What the exercise asks:
Copy out all of the material exactly as presented.

Data supplied:

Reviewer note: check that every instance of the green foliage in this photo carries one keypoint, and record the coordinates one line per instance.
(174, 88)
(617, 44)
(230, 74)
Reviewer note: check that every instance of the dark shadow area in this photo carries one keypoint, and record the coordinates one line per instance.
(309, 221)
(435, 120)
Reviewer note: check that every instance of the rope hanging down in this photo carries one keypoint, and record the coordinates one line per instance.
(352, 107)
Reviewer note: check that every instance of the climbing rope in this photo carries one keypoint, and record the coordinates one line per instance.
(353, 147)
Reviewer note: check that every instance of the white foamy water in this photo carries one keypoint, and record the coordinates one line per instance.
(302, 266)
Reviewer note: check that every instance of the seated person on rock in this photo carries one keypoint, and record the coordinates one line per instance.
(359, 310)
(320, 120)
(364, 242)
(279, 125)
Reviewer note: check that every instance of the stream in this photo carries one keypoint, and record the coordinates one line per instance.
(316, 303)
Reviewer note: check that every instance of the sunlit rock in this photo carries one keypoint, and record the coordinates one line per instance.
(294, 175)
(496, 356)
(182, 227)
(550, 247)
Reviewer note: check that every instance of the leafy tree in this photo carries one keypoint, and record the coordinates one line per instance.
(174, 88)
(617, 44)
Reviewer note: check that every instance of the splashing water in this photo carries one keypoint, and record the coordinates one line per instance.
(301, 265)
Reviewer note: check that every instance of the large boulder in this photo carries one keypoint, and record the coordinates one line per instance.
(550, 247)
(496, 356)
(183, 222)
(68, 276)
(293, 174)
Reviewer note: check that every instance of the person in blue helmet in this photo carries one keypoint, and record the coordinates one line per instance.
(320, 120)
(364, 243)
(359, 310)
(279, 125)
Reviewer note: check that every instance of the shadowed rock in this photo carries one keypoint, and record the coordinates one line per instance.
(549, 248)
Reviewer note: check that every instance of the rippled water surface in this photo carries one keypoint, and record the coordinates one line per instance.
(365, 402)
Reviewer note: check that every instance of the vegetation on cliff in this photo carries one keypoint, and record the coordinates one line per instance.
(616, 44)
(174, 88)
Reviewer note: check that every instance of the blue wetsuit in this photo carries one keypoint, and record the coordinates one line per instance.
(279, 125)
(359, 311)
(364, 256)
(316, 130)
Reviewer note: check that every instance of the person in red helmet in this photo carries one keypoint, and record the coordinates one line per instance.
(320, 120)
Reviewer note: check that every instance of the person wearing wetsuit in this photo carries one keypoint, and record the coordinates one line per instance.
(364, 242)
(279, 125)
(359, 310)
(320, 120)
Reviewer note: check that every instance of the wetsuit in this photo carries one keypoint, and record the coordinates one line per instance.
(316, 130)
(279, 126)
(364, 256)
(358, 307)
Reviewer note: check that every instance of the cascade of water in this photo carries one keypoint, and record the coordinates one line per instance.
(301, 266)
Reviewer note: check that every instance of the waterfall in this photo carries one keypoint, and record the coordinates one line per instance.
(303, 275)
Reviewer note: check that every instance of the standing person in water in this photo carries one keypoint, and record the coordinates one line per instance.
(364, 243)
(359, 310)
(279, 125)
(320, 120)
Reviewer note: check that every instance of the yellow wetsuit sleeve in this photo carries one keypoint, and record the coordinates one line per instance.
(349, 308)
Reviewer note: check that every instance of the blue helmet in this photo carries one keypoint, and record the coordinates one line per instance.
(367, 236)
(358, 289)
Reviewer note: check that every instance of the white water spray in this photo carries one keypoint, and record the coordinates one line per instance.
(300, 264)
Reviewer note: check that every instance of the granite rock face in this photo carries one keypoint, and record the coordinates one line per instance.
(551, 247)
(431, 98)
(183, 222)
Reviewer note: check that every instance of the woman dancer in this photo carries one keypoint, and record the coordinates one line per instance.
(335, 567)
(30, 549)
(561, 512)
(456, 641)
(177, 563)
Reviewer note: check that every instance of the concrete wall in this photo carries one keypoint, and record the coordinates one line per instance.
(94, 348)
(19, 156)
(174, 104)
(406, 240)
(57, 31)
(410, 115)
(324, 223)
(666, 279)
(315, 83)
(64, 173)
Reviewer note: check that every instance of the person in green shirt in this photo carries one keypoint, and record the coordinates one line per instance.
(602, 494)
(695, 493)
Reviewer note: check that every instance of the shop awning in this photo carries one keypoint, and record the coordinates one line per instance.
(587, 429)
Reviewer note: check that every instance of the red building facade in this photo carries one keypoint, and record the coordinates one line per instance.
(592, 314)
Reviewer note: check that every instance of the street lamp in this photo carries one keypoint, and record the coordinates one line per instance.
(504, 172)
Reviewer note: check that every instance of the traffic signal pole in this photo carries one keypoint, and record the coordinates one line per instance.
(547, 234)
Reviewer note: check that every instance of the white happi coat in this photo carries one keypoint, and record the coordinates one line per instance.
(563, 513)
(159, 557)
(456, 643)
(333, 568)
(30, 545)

Completed exercise:
Reviewer note: check that every instance of the green foliage in this photo carries one keypoint, and record the coordinates one line per instance.
(174, 88)
(617, 44)
(230, 74)
Reviewer note: check that every instance of the dark shadow area in this photo carries one keypoint, and record the coordinates one line per instance.
(309, 221)
(435, 120)
Reviewer note: check that every instance of the rope hanging down in this photo carries one keypoint, and record the coordinates one line per instance.
(352, 107)
Reviewer note: check that every instance of the climbing rope in this photo carries one keypoint, and record the coordinates one line per instance.
(353, 147)
Reviewer note: check that every instance of the white foamy water in this photo carries one keypoint, and record the coordinates one line per instance.
(302, 266)
Reviewer note: check that every instance of the seated person on rock in this photo carries one keypoint, and record the coordinates one line per instance.
(359, 310)
(320, 120)
(364, 242)
(279, 125)
Reviewer note: check that every instance of the stream in this photo carries one keypoint, and record the coordinates one line per instance.
(316, 303)
Reviewer note: check that every instance of the sunlit rock in this photo carries one keypoint, and record the coordinates one line per instance.
(294, 175)
(496, 356)
(182, 227)
(550, 247)
Reviewer note: check that every instance of the leafy tree in this photo carries one keypoint, and record the coordinates one line per instance.
(174, 88)
(617, 44)
Reviewer note: check that every instance of the splashing water in this photo carries one keypoint, and record the coordinates one line per instance.
(301, 265)
Reviewer note: check that every instance of the large boulder in this photo carries one keypoint, and record the coordinates one line per instance.
(550, 247)
(496, 356)
(183, 222)
(68, 276)
(293, 174)
Reviewer note: check that every instance of the person in blue helmet in this photo carries one keypoint, and record the coordinates one line per instance.
(320, 120)
(364, 243)
(359, 310)
(279, 125)
Reviewer note: check that every instance of the shadowed rock in this photo carries one keypoint, and record the coordinates one line per instance.
(549, 248)
Reviewer note: check that every instance of the rippled water surface in this photo carries one keypoint, and record the coordinates one line per instance.
(365, 402)
Reviewer note: check that every instance of the vegetation on cliff in this photo carries one keypoint, and record the coordinates one line per instance.
(616, 44)
(174, 88)
Reviewer note: check that every instance of the blue wetsuit in this photo carries one keypoint, and record the coordinates one line per instance.
(279, 125)
(359, 311)
(364, 256)
(316, 130)
Reviewer note: check that every instance of the person in red helmet in this photo carries one keypoint, and record the coordinates one line per instance.
(320, 120)
Reviewer note: check that every instance of the person wearing wetsuit in this photo carries one keypoint, and record the coordinates one line per instance.
(364, 242)
(279, 125)
(359, 310)
(320, 120)
Reviewer note: check that every instance of the wetsuit in this photo carries one keypoint, and record the coordinates one line per instance.
(316, 130)
(279, 126)
(364, 256)
(358, 307)
Reviewer note: check that every instance of the cascade of water in this photo carries one keypoint, and record the coordinates one line per instance.
(301, 266)
Reviewer note: check that every instance of the waterfall in this photo carries one keypoint, and record the coordinates one line per instance.
(303, 275)
Reviewer note: check that every instance of the standing person in water in this photo carries one keypoint, and record the coordinates one line per instance.
(364, 243)
(359, 310)
(279, 125)
(320, 120)
Reviewer note: check that every instance of the yellow wetsuit sleeve in this photo carries one keypoint, and record the coordinates one line per instance.
(349, 308)
Reviewer note: check that every instance of the blue helmet in this photo carries one keypoint, and record the coordinates one line per instance.
(367, 236)
(358, 289)
Reviewer note: check that every instance of the white water spray in this photo carries one keypoint, and record the coordinates one line per instance.
(300, 264)
Reviewer note: check that every instance of the granite rock face in this photo carries one keypoint, and record the coordinates one line per instance.
(551, 247)
(431, 98)
(183, 222)
Reviewer note: check that every instance of the woman dancer in this photo carries one keypoint, and record the coordinates one line per instance.
(335, 567)
(30, 549)
(561, 512)
(456, 641)
(177, 563)
Reviewer note: check that every instance of the concrete wall in this photo carries one keypoint, and record the coordinates one line per instance.
(94, 348)
(19, 156)
(174, 104)
(406, 240)
(57, 31)
(410, 115)
(324, 223)
(666, 279)
(315, 83)
(64, 173)
Reviewer note: check that every instance of the person in green shirt in this photo carries one keypoint, and record the coordinates one line per instance.
(602, 494)
(695, 493)
Reviewer note: check that every instance of the shop awning in this photo carries one keypoint, and record the coordinates one line per instance.
(587, 429)
Reviewer note: check that every instance of the red building facade in this photo carries one keypoint, and record the coordinates one line per instance.
(592, 314)
Reviewer note: check that every instance of the street lamp in this photo carries one keypoint, and record the coordinates one line per instance.
(504, 172)
Reviewer note: check that every instance of the traffic signal pole in this photo carries one keypoint, and record the coordinates one line per instance.
(547, 234)
Reviewer note: check that every instance of the white happi coat in this photo carries one keypoint, and record the coordinates one line per instance.
(563, 513)
(159, 557)
(456, 643)
(333, 568)
(30, 545)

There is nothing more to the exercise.